** Opening SUPPLIED RECORDS block **

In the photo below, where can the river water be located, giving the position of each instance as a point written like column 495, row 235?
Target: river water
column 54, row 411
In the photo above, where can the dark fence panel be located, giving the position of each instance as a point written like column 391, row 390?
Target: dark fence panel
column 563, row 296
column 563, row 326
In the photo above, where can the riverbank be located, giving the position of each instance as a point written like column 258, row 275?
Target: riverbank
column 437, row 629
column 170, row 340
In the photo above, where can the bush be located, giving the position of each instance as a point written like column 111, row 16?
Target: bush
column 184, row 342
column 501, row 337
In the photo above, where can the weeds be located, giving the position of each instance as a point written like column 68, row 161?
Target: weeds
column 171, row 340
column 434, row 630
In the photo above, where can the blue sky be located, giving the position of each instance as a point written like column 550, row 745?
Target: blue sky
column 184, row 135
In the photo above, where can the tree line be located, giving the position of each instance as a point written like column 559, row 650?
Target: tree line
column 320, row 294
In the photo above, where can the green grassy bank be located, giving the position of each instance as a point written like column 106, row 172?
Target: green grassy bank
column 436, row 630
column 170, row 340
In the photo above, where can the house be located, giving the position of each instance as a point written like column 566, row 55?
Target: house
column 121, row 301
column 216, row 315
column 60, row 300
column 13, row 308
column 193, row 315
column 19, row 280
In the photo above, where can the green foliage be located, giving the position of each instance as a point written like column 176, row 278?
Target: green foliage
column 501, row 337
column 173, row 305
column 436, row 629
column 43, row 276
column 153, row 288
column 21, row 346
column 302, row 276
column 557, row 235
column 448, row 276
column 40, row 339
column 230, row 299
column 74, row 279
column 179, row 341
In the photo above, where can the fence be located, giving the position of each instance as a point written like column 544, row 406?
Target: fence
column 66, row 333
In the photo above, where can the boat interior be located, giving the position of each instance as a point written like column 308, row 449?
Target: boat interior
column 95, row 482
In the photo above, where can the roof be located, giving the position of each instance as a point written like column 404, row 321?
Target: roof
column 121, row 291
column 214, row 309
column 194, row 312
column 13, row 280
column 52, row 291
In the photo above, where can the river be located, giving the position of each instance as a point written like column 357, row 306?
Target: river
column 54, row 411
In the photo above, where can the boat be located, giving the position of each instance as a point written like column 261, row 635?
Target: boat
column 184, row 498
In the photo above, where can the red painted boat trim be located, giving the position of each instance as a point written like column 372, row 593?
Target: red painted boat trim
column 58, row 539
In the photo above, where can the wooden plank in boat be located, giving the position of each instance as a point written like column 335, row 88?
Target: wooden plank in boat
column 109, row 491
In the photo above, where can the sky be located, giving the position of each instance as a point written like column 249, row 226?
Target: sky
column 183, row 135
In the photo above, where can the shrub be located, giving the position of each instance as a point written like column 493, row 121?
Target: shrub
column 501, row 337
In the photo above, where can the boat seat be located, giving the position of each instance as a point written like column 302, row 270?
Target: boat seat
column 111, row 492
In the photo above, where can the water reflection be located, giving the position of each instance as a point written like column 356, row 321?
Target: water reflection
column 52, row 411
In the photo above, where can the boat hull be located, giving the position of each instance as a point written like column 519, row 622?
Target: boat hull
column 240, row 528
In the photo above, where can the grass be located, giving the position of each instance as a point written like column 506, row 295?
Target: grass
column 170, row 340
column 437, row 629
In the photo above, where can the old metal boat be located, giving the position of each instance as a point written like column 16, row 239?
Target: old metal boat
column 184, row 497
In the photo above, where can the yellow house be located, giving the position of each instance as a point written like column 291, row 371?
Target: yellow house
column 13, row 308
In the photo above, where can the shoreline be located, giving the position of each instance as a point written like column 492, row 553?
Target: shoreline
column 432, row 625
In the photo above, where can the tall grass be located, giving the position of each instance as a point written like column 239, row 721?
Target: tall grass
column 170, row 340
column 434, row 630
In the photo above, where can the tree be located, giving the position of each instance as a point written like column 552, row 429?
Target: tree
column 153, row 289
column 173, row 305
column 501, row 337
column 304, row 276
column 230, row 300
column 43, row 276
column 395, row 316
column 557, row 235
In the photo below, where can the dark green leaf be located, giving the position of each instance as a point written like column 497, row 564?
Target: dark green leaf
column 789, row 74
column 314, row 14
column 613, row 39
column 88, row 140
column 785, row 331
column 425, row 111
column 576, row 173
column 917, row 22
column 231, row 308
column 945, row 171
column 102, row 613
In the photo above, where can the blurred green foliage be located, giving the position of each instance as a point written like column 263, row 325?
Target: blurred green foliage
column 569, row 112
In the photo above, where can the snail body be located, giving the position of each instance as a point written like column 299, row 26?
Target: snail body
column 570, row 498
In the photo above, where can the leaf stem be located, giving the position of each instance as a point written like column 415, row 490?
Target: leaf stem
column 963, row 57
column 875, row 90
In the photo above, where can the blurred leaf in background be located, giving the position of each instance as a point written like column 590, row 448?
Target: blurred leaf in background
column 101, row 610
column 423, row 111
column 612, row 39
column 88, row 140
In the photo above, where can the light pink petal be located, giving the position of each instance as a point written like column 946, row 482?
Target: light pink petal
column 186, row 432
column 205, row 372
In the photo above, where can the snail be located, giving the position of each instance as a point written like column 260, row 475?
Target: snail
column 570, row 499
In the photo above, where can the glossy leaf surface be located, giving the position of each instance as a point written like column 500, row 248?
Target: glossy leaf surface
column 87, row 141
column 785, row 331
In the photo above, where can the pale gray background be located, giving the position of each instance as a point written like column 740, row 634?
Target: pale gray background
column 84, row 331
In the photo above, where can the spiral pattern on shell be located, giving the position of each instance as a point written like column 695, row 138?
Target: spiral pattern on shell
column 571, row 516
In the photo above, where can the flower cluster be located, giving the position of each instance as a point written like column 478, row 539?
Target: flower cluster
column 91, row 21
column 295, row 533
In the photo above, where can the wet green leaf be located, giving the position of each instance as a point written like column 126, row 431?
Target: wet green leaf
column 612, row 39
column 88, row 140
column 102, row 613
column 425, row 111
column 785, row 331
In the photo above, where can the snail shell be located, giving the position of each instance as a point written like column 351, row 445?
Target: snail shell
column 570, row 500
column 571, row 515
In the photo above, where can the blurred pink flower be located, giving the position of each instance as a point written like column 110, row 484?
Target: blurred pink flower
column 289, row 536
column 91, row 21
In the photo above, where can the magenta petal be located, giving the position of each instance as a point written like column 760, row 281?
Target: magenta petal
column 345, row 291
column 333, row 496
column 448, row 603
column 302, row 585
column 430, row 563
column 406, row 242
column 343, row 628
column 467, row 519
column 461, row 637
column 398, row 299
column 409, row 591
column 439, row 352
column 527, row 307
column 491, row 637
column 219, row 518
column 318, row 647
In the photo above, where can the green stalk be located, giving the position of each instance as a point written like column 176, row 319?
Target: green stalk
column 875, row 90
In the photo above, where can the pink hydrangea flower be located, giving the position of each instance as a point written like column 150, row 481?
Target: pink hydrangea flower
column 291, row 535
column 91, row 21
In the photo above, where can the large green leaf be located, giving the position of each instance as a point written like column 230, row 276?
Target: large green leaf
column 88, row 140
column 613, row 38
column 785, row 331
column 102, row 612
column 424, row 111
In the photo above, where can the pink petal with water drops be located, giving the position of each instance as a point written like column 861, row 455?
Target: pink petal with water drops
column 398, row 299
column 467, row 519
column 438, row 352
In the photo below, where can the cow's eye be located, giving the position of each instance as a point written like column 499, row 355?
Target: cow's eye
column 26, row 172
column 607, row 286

** Closing SUPPLIED RECORDS block **

» **TASK DETAILS**: Every line that includes "below" must be copied from the material above.

» **RESPONSE TO THE EXERCISE**:
In the photo below, where can the river water be located, giving the position of each instance as a point written like column 495, row 235?
In the photo below, where can the dark green leaf be located, giving the position of each instance as a point written like column 497, row 564?
In the photo below, where can the cow's eye be located, giving the position of each instance as a point written like column 499, row 355?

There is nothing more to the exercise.